Selected extract -
--

Point (3), about the classics, has almost nothing to do with the prerogatives of authority.  The shape of the Western Canon, if you will, does not rest on anybody’s authority, but instead on the habits of educators (school and university) as an entire class.  You’re not rebelling against anybody’s authority when you rebel against classics; you are, if anything, rebelling against the ideas the classics contain, or against the labor of reading something that is demanding to read.  In any case, anybody who comes down squarely against reading the classics is, to that extent, decidedly anti-intellectual.  Face it.

Point (4), which has us memorizing as little as possible and using the Internet as a memory prosthesis as much as possible, has absolutely nothing to do with authority.  If you’re opposed to memorizing something, you’re opposed to learning and knowing it.  That’s quite anti-intellectual.

Point (5) concerns college, and on this many people said, in effect, “I oppose the stupidity of an overpriced, mediocre, unnecessary product that rests on the alleged authority of college professors.”  Then it looks like you’re criticizing the authority of professors, and so you think I’m defending that.  Well, to be sure, if college professors had no significant knowledge, which (as I think) gives their views some intellectual authority, then there would be no point in paying money to study with them.  But I can defend the advisability of systematic college-level study (I choose these words carefully) without making any controversial claims about the authority of college professors.  I do not, for example, have to assume that college professors must always be believed, that they are infallible, that we should not be skeptical of most of what they say (especially in the humanities and social sciences).  After all, most professors expect their students to be skeptical and not to take what they say uncritically; and only a very dull student will do that, anyway.  If you didn’t know that, it’s probably because you haven’t been to college.  So, no.  I am not merely defending the authority of college professors.  I am personally quite critical of most scholarship I encounter.

--

Material shown -
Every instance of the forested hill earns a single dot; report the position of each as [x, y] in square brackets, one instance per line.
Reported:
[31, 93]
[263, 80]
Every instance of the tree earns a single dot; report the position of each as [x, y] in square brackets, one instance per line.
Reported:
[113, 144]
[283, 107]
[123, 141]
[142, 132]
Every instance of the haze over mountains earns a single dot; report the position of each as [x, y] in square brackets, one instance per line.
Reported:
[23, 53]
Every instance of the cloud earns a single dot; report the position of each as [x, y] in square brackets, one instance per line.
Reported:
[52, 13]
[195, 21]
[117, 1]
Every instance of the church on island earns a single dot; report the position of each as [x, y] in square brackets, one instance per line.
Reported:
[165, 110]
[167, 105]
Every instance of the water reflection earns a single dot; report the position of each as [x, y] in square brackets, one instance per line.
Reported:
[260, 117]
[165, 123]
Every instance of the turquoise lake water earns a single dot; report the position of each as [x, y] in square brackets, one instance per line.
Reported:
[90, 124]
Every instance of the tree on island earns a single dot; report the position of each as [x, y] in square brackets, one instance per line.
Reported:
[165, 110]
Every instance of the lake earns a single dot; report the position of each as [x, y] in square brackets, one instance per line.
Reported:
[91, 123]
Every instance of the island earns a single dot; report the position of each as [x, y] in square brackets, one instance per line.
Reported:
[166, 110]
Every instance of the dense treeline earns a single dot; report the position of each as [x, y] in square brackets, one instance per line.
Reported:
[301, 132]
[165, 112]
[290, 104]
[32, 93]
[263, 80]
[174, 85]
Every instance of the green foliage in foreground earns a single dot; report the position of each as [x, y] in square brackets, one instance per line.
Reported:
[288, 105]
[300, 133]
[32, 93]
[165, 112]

--

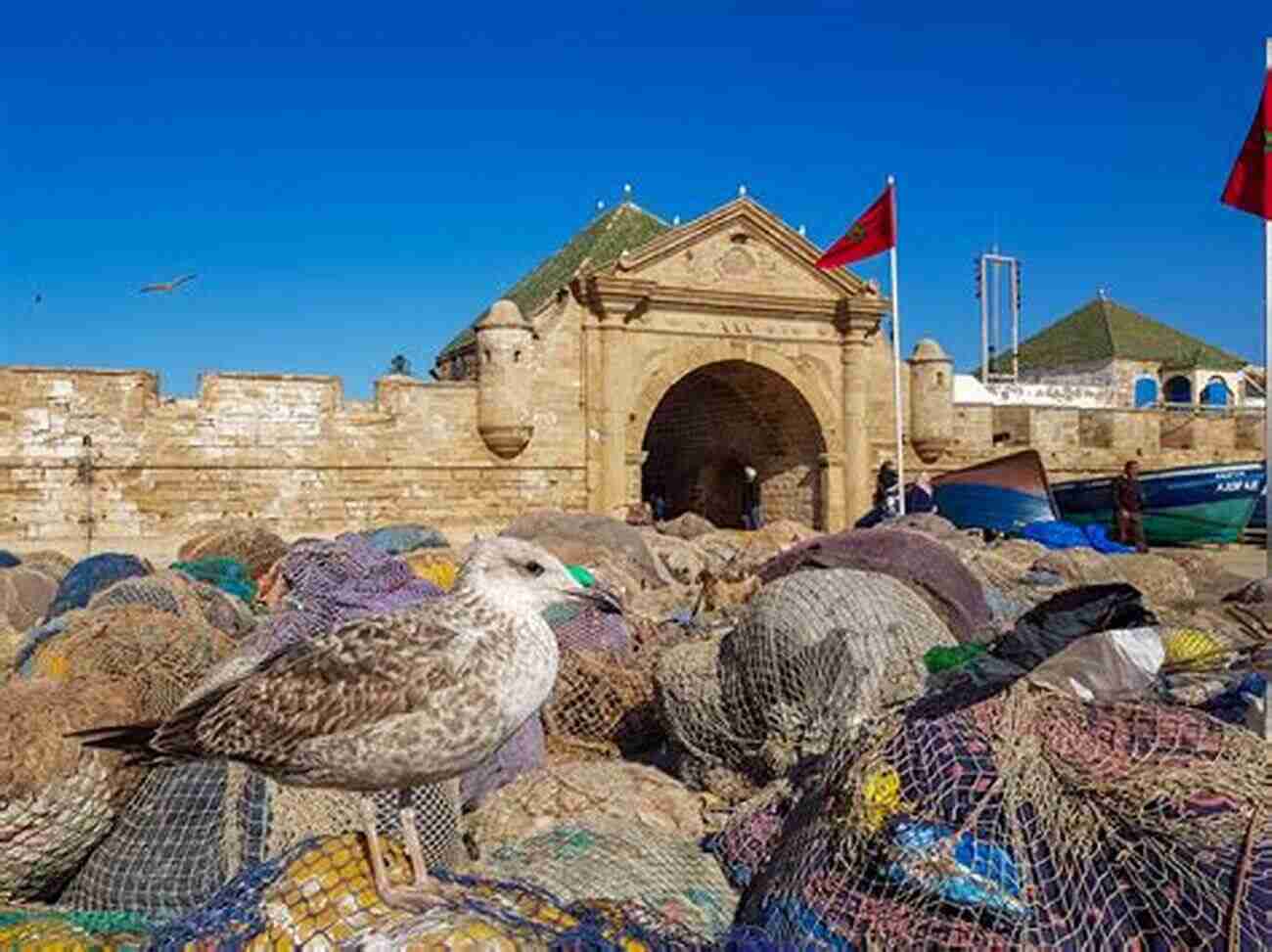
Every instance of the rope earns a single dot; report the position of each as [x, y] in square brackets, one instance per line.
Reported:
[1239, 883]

--

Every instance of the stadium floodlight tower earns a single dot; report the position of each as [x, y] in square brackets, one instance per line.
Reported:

--

Exercise set -
- a) In the excerpt on anti-intellectualism, what does the writer say need not be assumed about college professors? List each item.
- b) Summarize the excerpt on anti-intellectualism in two sentences.
The listing above is drawn from a source separate from the excerpt on anti-intellectualism.

Task results -
- a)
- That college professors must always be believed
- That they are infallible
- That we should not be skeptical of most of what they say

- b) The excerpt argues that rejecting the classics or memorization is not a rebellion against authority but a rejection of ideas, demanding reading, learning, and knowing, and is therefore anti-intellectual. It further holds that systematic college-level study can be defended without controversial claims about professors' authority, since professors expect students to be skeptical and the writer is critical of most scholarship.